# [Description of the task]
Look in the material below for the line with "Practice step: pick out every instance of the overcast" and the line with "[(909, 346), (770, 130), (832, 67)]", then set down exactly those two lines and all lines between, nothing more.

□ □ □ □ □ □ □

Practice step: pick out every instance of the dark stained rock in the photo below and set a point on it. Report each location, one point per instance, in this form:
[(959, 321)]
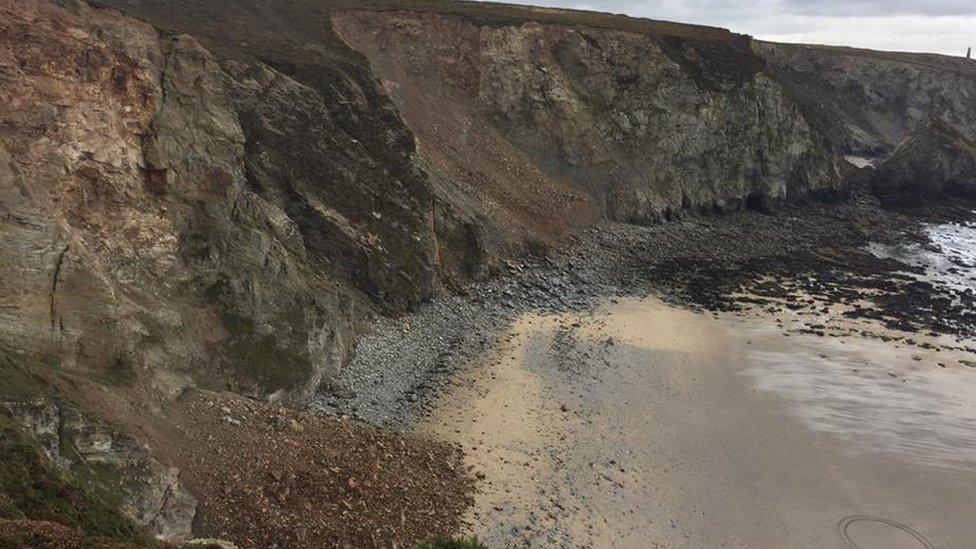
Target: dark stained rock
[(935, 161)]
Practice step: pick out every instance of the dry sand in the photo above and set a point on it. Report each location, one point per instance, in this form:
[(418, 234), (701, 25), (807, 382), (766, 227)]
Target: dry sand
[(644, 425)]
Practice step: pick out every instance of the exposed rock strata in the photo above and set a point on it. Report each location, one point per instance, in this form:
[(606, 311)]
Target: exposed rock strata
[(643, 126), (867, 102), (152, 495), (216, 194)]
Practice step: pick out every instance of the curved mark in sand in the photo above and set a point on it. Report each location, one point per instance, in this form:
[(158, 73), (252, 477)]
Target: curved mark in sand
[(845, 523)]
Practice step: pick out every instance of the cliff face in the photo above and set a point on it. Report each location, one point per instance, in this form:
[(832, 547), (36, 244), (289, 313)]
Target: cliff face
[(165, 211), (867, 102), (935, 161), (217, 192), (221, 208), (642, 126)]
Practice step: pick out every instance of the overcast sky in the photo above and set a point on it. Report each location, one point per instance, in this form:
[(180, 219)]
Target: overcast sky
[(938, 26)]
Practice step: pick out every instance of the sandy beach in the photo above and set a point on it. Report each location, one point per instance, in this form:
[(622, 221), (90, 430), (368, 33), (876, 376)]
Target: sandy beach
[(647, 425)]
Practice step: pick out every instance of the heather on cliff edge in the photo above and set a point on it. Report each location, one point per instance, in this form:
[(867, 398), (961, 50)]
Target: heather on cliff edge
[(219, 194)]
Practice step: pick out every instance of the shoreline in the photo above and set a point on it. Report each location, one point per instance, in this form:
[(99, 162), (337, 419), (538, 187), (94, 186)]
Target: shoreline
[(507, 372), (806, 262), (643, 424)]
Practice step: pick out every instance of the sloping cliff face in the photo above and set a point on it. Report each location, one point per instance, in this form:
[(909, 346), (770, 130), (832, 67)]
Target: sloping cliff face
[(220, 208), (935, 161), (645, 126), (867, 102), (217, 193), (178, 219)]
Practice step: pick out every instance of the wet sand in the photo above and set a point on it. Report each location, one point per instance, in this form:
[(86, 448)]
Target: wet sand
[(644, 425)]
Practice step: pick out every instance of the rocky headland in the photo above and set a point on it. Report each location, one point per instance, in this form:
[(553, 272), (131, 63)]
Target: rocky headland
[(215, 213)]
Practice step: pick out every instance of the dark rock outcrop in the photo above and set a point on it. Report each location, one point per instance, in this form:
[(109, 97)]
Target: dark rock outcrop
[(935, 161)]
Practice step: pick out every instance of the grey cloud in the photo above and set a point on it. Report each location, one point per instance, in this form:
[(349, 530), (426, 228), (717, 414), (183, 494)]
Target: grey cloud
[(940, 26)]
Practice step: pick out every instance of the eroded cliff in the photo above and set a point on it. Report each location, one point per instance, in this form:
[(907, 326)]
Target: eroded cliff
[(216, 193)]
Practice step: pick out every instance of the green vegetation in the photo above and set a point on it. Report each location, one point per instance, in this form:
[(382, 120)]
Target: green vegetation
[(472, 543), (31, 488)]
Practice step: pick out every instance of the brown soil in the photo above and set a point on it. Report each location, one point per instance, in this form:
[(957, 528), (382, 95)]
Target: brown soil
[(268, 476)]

□ □ □ □ □ □ □

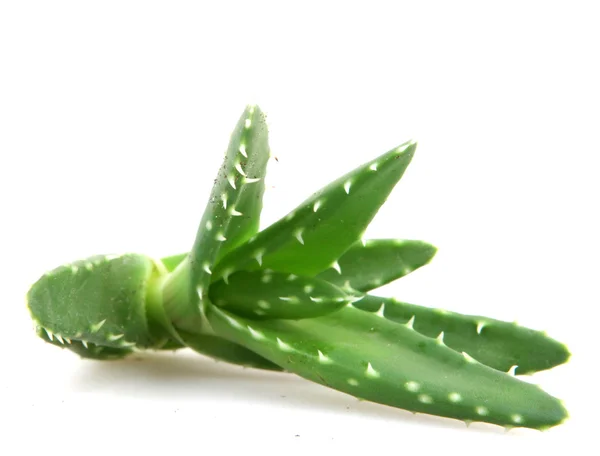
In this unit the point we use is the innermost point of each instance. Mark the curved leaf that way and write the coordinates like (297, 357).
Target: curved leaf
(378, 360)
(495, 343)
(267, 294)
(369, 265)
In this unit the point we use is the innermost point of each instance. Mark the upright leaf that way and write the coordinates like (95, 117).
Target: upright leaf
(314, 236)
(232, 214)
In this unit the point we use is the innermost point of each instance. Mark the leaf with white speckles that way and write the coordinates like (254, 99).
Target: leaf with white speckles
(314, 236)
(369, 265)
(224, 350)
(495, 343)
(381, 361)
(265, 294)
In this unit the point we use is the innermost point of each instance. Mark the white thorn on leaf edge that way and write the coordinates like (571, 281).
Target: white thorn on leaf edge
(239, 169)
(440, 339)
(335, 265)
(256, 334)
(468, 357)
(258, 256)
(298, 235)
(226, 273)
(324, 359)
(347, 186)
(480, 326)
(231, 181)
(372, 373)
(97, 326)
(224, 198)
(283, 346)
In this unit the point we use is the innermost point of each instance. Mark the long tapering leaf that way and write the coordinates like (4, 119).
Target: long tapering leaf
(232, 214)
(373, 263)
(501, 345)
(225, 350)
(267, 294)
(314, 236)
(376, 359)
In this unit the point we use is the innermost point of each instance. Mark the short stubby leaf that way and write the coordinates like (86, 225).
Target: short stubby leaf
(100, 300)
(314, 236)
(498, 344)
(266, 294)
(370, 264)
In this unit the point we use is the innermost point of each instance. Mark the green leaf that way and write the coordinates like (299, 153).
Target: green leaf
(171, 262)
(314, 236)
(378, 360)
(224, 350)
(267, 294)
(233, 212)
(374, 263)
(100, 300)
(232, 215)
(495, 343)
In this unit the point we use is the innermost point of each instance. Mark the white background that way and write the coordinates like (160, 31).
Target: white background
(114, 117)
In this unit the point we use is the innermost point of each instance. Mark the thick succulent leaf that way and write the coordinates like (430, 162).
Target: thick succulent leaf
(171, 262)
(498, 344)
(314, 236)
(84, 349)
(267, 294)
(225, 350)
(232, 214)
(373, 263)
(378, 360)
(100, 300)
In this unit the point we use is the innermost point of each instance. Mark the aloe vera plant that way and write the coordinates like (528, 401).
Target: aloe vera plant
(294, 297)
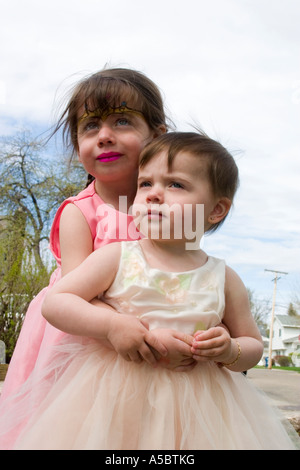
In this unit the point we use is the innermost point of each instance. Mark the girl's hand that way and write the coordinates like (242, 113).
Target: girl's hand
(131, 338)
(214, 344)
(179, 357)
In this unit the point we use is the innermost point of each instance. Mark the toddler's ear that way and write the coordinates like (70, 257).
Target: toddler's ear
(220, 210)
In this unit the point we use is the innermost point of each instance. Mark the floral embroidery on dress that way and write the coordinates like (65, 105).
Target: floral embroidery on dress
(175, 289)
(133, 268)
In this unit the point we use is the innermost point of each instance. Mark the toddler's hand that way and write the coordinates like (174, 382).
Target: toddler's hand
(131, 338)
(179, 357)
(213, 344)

□ □ □ □ □ □ □

# [Response to this exercise]
Practice step: pick out every instance of the overcast sky in the photo above and set a point on it. Report each location, one point per instance, in this form:
[(180, 219)]
Target: overcast sky
[(938, 26)]
Practice step: pick out every instance of the sandy beach in the photo above and set a point on it. Report each location, one point per instance, in this form:
[(622, 221), (90, 430), (368, 33), (876, 376)]
Target: sandy beach
[(647, 425)]
Practice step: pick out every instance of the heather on cliff edge in the photo above and set a point on it. Report each location, one point per instance, in this form:
[(867, 398), (961, 50)]
Target: heather on cliff edge
[(219, 194)]
Practice step: pick out every instance of the shoreline in the photo above and set a point on it. Report each location, one point per instance, in this form:
[(99, 162), (337, 419), (538, 187), (94, 186)]
Target: shoreline
[(507, 372), (806, 262), (643, 424)]
Practice step: pick out every instance of the sloping cliff face in the photo above and set a point on it. Report each location, one point per instance, in this form:
[(909, 346), (770, 130), (832, 67)]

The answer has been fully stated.